§ **Aim of the exercise**: Rewrite the listing below with every occurrence of "component" changed to "annotator" and all other text left as it stands. Omit the pictures from the reproduced listing.

-- start Material supplied --

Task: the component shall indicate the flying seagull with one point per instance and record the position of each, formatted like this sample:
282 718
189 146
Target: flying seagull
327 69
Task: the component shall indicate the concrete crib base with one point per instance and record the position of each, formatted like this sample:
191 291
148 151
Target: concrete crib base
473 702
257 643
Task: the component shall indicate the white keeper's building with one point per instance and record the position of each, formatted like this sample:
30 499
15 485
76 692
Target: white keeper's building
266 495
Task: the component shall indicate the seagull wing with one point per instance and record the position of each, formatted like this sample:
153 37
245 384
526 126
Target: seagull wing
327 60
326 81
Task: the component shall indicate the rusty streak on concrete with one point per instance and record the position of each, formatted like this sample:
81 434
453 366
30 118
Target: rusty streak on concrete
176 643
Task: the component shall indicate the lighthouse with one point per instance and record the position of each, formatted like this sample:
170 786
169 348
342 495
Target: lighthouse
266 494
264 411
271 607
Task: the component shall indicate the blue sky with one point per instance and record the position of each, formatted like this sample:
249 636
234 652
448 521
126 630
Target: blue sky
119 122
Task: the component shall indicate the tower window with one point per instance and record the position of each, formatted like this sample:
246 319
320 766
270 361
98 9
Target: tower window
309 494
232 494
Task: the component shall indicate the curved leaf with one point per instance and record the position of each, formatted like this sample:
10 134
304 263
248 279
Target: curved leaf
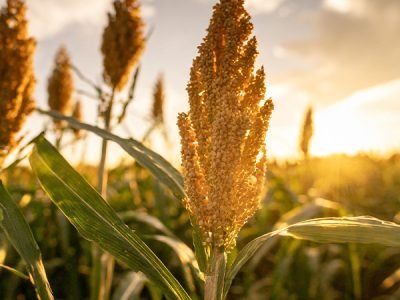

-- end Material supplied --

§ **Solution**:
Task: the annotator shall indicate the flying seagull with one point per instance and record the position of each, formatted like this sample:
282 718
189 146
Target: flying seagull
327 69
Task: the annotator shall indicate the concrete crib base with one point per instance and record the position of each, formatted like this sample:
191 291
148 151
Target: concrete crib base
473 702
257 643
Task: the annotator shall indicate the white keeper's building with one point per instance and record the position of each, formatted like this sample:
30 499
15 485
76 692
Target: white keeper's building
266 495
Task: the annotator shall indicate the seagull wing with one point per instance and record the position of each, formatted like this sample:
153 37
245 384
526 126
Target: seagull wing
327 60
326 81
Task: the annotator shall indicate the rusty streak on concrete with one point per instance and record the position of each, formatted like this sample:
81 434
453 366
30 118
Target: rusty streak on concrete
176 643
Task: the annotator shall indicate the lighthouse with one point per instance and record the position of each, formatted like this sample:
170 786
169 348
342 495
Target: lighthouse
266 494
264 411
271 607
Task: the annotator shall indicate the blue sky with one point per instance and record the position of each, formatted like this sample:
249 636
234 652
448 521
126 630
Target: blue sky
119 122
Task: the annotator shall indicate the tower window with one point per instance and record the position of each, formatted like this sample:
246 319
320 766
270 361
98 9
Target: tower window
309 494
232 494
Task: the annotator shall indicate the curved leaf with one point per instance and record the position of each, formatted like this sample:
10 134
304 263
248 279
Target: curved leaf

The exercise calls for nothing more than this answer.